Extract provided –
------------------------------------------------
For good measure, we check patched source files as well as files
shipped in installation packages.

I also added test cases to our test suite.

Thanks for the suggestion!

Kind regards
Felix Lechner

[1] 
https://salsa.debian.org/lintian/lintian/-/commit/d96d2930f17669f0a9509d1a1d319525d8064072



Re: suggestion for checking unicode characters against "trojan source attacks"

2021-11-03 Thread Felix Lechner
Hi Jérémy

On Tue, Nov 2, 2021 at 2:47 AM Jérémy Lal  wrote:
>
> using grep looks somewhat simpler.

I have not implemented it yet because of concerns about performance,
but am not opposed to trying.

You may wish to open a bug with Lintian (and perhaps cut & paste all
the messages and the valuable hyperlinks from here to there).

Kind regards
Felix Lechner



Re: suggestion for checking unicode characters against "trojan source attacks"

2021-11-02 Thread Jérémy Lal
Le lun. 1 nov. 2021 à 22:51, Jérémy Lal  a écrit :

>
>
> Le lun. 1 nov. 2021 à 22:29, Felix Lechner  a
> écrit :
>
>> Hi,
>>
>> On Mon, Nov 1, 2021 at 2:21 PM Jérémy Lal  wrote:
>> >
>> > grep -r
>> $'[\u061C\u200E\u200F\u202A\u202B\u202C\u202D\u202E\u2066\u2067\u2068\u2069]'
>>
>> Does that cover both conditions?
>>
>
> It seems from the paper at
> https://trojansource.codes/trojan-source.pdf
> and the list given also at
> https://www.unicode.org/reports/tr9/tr9-42.html
> that those nine characters are the ones that should be checked.
>
> There is a risk that it will be slow, by the way—but I generally favor
>> doing things right, so no problem here.
------------------------------------------------
Information shown –

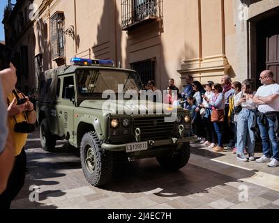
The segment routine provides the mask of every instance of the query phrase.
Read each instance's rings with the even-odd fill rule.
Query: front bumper
[[[148,140],[148,148],[152,148],[154,147],[158,147],[162,146],[167,146],[169,145],[171,146],[175,145],[179,145],[186,142],[189,141],[195,141],[197,139],[197,137],[196,135],[192,135],[190,137],[185,137],[184,139],[177,139],[177,138],[170,138],[168,139],[164,140]],[[126,151],[126,144],[121,144],[121,145],[114,145],[114,144],[103,144],[102,148],[109,151],[114,152],[119,152],[119,151]]]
------------------------------------------------
What is asked – In the thread on trojan source attacks, what reason does Felix Lechner give for not yet using grep? The data plays no part here.

Response to the task – He had concerns about performance.